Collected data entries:
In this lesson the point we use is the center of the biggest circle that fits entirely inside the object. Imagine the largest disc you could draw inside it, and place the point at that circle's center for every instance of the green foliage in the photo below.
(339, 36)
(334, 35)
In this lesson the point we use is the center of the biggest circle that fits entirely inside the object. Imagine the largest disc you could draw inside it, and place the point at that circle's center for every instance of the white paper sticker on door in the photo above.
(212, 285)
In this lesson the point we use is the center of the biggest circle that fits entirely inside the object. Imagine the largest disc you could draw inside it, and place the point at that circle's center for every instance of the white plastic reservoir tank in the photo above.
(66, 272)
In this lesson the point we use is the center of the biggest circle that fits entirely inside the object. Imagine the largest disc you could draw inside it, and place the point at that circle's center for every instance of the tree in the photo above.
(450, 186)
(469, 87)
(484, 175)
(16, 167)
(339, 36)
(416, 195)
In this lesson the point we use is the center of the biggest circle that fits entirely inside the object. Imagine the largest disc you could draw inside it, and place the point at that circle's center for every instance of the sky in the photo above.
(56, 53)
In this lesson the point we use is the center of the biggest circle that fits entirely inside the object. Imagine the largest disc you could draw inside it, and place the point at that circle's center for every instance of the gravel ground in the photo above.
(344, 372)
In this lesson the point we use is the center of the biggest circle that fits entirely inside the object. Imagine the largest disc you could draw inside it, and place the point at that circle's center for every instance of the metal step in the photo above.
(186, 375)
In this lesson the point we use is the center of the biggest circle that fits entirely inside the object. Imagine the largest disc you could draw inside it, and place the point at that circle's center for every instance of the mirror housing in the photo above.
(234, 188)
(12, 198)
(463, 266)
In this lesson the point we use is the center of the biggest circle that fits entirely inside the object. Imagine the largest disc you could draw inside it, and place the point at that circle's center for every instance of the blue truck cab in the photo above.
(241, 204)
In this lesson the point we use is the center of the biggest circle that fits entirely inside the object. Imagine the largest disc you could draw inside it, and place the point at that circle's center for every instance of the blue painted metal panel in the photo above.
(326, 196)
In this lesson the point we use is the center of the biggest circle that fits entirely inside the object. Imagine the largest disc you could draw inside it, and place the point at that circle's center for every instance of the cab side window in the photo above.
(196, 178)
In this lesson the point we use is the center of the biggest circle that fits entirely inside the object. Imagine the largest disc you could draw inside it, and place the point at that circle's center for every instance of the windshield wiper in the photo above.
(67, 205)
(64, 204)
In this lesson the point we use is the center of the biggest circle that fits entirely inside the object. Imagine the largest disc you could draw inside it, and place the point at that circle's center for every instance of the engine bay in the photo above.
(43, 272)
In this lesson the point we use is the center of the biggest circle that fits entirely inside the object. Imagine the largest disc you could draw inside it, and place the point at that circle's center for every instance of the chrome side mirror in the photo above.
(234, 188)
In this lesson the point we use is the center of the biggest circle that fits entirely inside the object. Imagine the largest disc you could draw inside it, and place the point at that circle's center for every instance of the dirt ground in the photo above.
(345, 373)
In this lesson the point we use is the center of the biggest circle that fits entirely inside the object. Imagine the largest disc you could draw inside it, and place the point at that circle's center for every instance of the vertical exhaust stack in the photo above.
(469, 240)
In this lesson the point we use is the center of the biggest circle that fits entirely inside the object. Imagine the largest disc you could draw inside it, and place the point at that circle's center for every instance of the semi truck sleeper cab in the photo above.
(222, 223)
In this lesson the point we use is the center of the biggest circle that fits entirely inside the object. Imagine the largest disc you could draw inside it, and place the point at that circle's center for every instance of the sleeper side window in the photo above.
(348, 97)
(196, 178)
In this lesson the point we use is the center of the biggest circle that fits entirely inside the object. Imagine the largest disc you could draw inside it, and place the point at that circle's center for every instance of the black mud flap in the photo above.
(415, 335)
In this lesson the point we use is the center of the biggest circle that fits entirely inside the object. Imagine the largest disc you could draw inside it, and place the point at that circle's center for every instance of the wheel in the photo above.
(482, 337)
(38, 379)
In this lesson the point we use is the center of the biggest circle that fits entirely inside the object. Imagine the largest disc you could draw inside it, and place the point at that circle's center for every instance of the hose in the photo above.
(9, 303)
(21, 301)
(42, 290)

_Requirements_
Return all of the data above line by line, keeping every line unchanged.

_Written solution_
In this lesson the point we use is the center of the biggest circle that fits entirely inside the object. Imagine the largest disc you could draw inside it, and place the point at that circle's center for every instance of the green foliage in the photo below.
(339, 36)
(334, 35)
In this lesson the point we use is the center of the biggest circle that fits entirely inside the object. Imagine the largest disc you could draw inside it, and place the point at that circle's center for every instance of the white paper sticker on door in the photo above.
(212, 285)
In this lesson the point we use is the center of the biggest circle that fits entirely inside the object. Imagine the largest disc you could draw inside it, and place the point at that circle's center for every instance of the white plastic reservoir tank in the photo above.
(66, 272)
In this lesson the point we use is the center of the biggest circle that fits entirely inside the object. Imagine the largest disc you could draw inside it, and place the point at that circle's center for every instance of the tree in the photo above.
(450, 186)
(469, 87)
(484, 175)
(16, 167)
(339, 36)
(416, 195)
In this lesson the point we use is the center of the biggest circle that fits entirely inside the object. Imagine the largest disc you could draw inside it, and place the point at that circle's center for every instance of the sky in the photo above.
(56, 53)
In this lesson the point we use is the center of the biggest circle that fits entirely inside the object. Imagine the largest disc you could draw inside it, and place the point at that circle's center for every instance of the gravel ground in the photo above.
(344, 372)
In this lesson the point we use is the center of the biggest circle that fits entirely inside the object. Imagine the largest disc you could draw inside it, and place the point at that circle's center for every instance of the metal step in the photo above.
(186, 375)
In this lesson the point we use is the center of the biggest circle that fits entirely inside the object. Imagine the largest disc you could draw inside it, and place the point at that circle's center for every instance of the mirror housing in the photo above.
(234, 188)
(12, 198)
(463, 266)
In this lesson the point we use is the center of the biggest circle that fits entirely inside the object. Imagine the largest disc you could draw inside it, and place the point at that circle's center for every instance of the blue truck cab in the photo above.
(241, 204)
In this lesson the point we use is the center of the biggest circle that fits entirely inside the object. Imagine the largest disc you could draw inside it, and place the point at that circle's center for every instance of the blue painted metal panel in the photo above.
(326, 196)
In this lesson the point we use is the center of the biggest circle that fits entirely inside the object. Imagine the largest disc you could draw inside it, and place the point at that circle's center for every instance of the cab side window in the photo above.
(196, 178)
In this lesson the point we use is the center of the biggest circle that fits entirely inside the object. Imagine the largest disc you could draw inside it, and place the point at that circle's center for every instance of the windshield wiper in the photo above.
(67, 205)
(64, 204)
In this lesson the point we use is the center of the biggest circle that fits entirely inside the object. Imagine the largest disc you could draw inside it, and place the point at that circle's center for every instance of the engine bay in the photo above.
(43, 272)
In this lesson the point we use is the center of the biggest circle that fits entirely inside the object. Imagine the largest disc you could draw inside it, and place the point at that circle's center for every instance of the chrome side mirror in the photo above.
(234, 188)
In this lesson the point we use is the center of the biggest circle that fits entirely inside the object. Imagine the largest disc you could draw inside it, and place the point at that circle's center for every instance of the dirt ground in the photo above.
(345, 373)
In this lesson the point we use is the center of the biggest circle that fits entirely inside the object. Imagine the largest disc you could draw inside it, and place the point at that circle's center for every instance of the vertical exhaust stack in the photo above.
(469, 240)
In this lesson the point we use is the center of the biggest circle that fits entirely inside the object. Imagine the largest disc you could draw inside it, and place the point at that circle's center for every instance of the semi truck sleeper cab in the photo above.
(222, 223)
In this lesson the point we use is the center of the biggest circle that fits entirely inside the object. Imagine the largest disc you could draw inside it, and place the point at that circle's center for every instance of the sleeper side window in the photo above.
(348, 97)
(196, 178)
In this lesson the point we use is the center of the biggest circle that fits entirely inside the object. Imagine the largest disc you could draw inside it, and place the point at that circle's center for every instance of the black mud flap in the photo above.
(415, 335)
In this lesson the point we use is the center of the biggest circle that fits entirely inside the object. Imagine the largest disc you could draw inside it, and place the point at that circle's center for every instance of the wheel in the photo above.
(482, 337)
(38, 379)
In this lesson the point we use is the center of the biggest circle that fits entirely inside the object. Imagine the largest disc you could draw inside it, and place the point at that circle's center for every instance of the hose in the photo above.
(9, 303)
(21, 301)
(42, 290)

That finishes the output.